What you will do: Put the lines of the records from the line with "like x=252, y=64." to the line with "x=226, y=201", both included, into a numbered list with blank lines left out. Include no other lines.

Extracted data:

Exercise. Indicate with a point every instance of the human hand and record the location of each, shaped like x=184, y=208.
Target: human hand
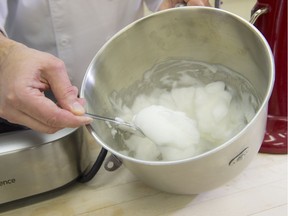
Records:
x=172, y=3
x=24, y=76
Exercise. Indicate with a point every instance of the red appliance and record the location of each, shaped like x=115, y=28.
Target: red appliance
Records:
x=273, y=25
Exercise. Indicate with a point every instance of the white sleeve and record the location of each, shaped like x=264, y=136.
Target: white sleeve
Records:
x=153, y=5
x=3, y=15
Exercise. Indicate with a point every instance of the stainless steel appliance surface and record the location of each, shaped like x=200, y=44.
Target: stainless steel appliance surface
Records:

---

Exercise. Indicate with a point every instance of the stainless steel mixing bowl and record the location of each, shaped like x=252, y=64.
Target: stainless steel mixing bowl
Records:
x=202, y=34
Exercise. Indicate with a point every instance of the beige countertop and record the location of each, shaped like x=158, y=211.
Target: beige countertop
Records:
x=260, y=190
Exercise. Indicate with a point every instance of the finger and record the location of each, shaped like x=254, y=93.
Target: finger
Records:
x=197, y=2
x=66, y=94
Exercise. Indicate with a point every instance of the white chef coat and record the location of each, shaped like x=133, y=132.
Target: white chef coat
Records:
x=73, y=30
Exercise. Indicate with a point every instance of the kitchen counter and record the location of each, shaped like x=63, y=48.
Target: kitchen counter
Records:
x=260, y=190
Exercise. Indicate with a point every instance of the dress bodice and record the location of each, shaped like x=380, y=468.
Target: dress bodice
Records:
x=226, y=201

* * *

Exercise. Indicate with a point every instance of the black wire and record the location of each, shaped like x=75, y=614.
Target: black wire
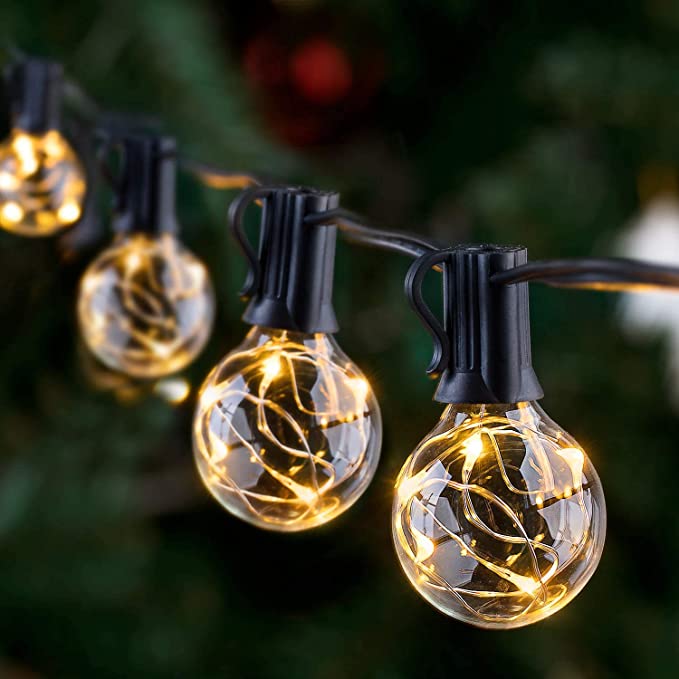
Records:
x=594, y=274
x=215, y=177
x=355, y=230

Exercise answer:
1. Exercise. Indicate with a point every instance of the stainless steel mixing bowl and record the location of each, shaped like x=252, y=64.
2. Target: stainless steel mixing bowl
3. Records:
4. x=202, y=34
5. Exercise. Indicate with a point every instance of the beige countertop and record the location of each, shaped like x=158, y=211.
6. Target: beige countertop
7. Records:
8. x=260, y=190
9. Exercise. Indicate with a point every instance of the finger and record the location of each, shaped like x=254, y=93.
10. Target: finger
11. Records:
12. x=197, y=2
13. x=66, y=94
14. Exercise. Indicate with a point every instance of the white chef coat and record the location of each, shaped like x=133, y=132.
15. Target: white chef coat
16. Records:
17. x=73, y=30
18. Exercise. Indicate with a point every instance of the kitchen counter and record the location of each, shaped like x=63, y=48.
19. Target: kitchen counter
20. Records:
21. x=260, y=190
22. Exercise. Indicate with a point every instance of the dress bodice and record the location of each, shaped like x=380, y=468.
23. Target: dress bodice
24. Records:
25. x=226, y=201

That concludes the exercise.